EXERCISE TASK:
Turn each line of the records below into one string in a JSON list, skipping blank lines. Leave out the pictures.

DATA EXTRACT:
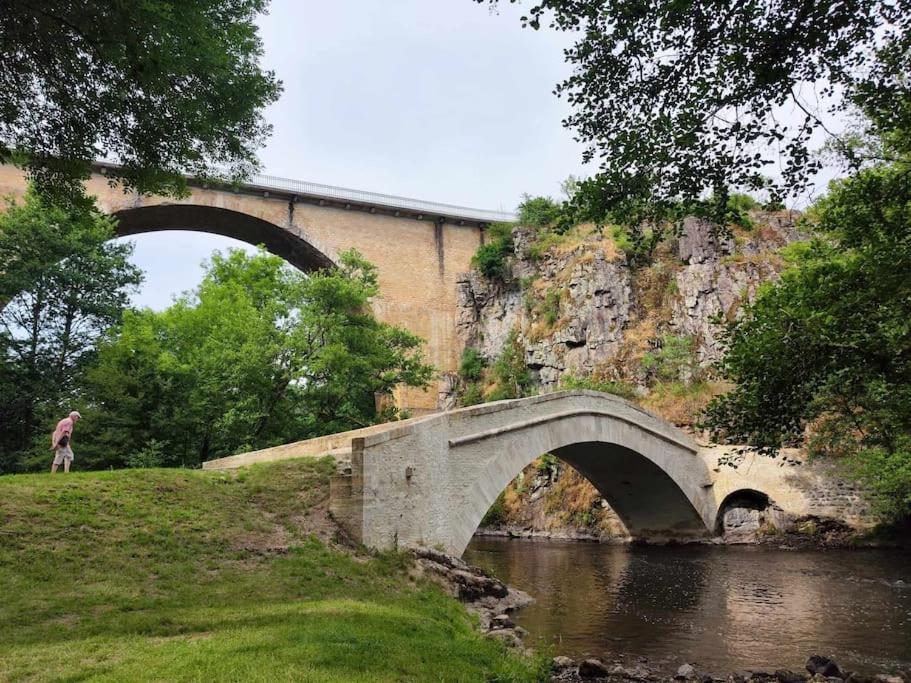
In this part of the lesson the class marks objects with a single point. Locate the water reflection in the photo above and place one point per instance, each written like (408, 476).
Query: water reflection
(725, 608)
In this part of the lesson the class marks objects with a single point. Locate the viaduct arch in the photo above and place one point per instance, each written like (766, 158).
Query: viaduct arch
(419, 247)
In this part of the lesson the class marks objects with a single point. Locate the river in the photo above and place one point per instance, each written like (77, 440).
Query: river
(721, 608)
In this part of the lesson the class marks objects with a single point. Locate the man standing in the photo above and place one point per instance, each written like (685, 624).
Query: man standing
(60, 442)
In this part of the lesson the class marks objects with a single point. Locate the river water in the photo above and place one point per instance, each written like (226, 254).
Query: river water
(722, 608)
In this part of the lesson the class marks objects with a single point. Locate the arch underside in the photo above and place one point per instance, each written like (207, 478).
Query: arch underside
(244, 227)
(645, 497)
(652, 479)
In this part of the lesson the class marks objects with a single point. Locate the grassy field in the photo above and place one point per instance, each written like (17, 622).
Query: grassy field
(189, 575)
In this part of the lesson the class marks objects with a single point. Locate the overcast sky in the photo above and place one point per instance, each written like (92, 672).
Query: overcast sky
(435, 100)
(438, 100)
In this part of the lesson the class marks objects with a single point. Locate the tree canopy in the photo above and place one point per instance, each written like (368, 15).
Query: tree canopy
(826, 353)
(258, 355)
(677, 100)
(62, 284)
(161, 88)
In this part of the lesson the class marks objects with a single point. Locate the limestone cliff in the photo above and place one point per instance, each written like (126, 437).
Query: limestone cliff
(580, 313)
(608, 315)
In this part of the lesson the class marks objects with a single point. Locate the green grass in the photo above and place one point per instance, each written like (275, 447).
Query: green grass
(188, 575)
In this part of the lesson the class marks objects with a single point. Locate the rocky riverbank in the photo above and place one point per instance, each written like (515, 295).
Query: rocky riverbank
(487, 597)
(805, 533)
(818, 670)
(494, 602)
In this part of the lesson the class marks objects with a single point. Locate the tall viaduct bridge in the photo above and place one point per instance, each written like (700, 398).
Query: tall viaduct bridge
(430, 480)
(418, 247)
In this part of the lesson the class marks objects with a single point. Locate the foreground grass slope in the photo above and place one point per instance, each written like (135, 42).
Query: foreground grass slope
(190, 575)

CORRECT ANSWER:
[
  "In this part of the lesson the class marks objects with a single point. Locate the water reflection in the photo above and place one point per instance, each written like (408, 476).",
  "Query: water reflection",
  "(725, 608)",
  "In this part of the lesson the class marks objects with a single point. Locate the viaduct arch in the photo above and place one point per instance, each written like (766, 158).",
  "Query: viaduct arch",
  "(419, 247)",
  "In this part of the lesson the class marks objects with a single point. Locate the river in the photo above and place one point per instance, each written like (77, 440).",
  "Query: river",
  "(721, 608)",
  "In this part of the lesson the class marks objects with a single point. Locate the man standing in the photo above and place one point per instance, each written like (685, 624).",
  "Query: man standing",
  "(60, 442)",
  "In this part of the lesson the class marks objects with a single point. Locate the river water in the photo above and place one point per instance, each written like (226, 254).",
  "Query: river water",
  "(722, 608)",
  "In this part of the lesson the class marks objects with a single point. Locate the arch underside in the photo above and place one point per instance, each written like (207, 478).",
  "Query: arch underside",
  "(244, 227)",
  "(645, 497)",
  "(652, 479)",
  "In this part of the lesson the class marks objects with a single point. Locate the grassy field in the photo above and place one point per instance, each written like (17, 622).",
  "Query: grassy field",
  "(189, 575)",
  "In this part of the lesson the class marks objects with a single point. Locate the overcast sky in the photo above and place one point per instance, each written like (92, 672).",
  "Query: overcast sky",
  "(435, 100)",
  "(438, 100)",
  "In this part of the lesson the class marks objects with a single point. Locate the tree canopy in the photo above and place one point per instance, each written like (368, 15).",
  "Query: tree canopy",
  "(826, 353)",
  "(258, 355)",
  "(677, 100)",
  "(62, 284)",
  "(161, 88)",
  "In this part of the lesson the class marks objects with a single point. Locate the limestone cliff in the photo above and place one point per instance, each written like (126, 437).",
  "Query: limestone cliff",
  "(580, 313)",
  "(608, 315)",
  "In this part of the lesson the class marks objects with a single point. Locate the green grass in the photo above and place one point per instance, each written like (275, 447).",
  "Query: green grass",
  "(188, 575)",
  "In this part of the lesson the class marks objects with a single point. Locate the rocky riverbank in the photo above and place one point per instance, each written like (515, 295).",
  "Query: rocky riverbank",
  "(487, 597)",
  "(805, 533)",
  "(818, 670)",
  "(494, 602)",
  "In this part of the lesson the class marks objects with a single point. Locate the tall viaduct bridge in the photo above and place one point per instance, each written like (700, 398).",
  "Query: tall viaduct bridge",
  "(430, 480)",
  "(418, 247)",
  "In this part of the lesson the class marks objects with a single point. Locate the foreground grass slope in the photo above and place one point per instance, each written like (135, 42).",
  "Query: foreground grass slope",
  "(190, 575)"
]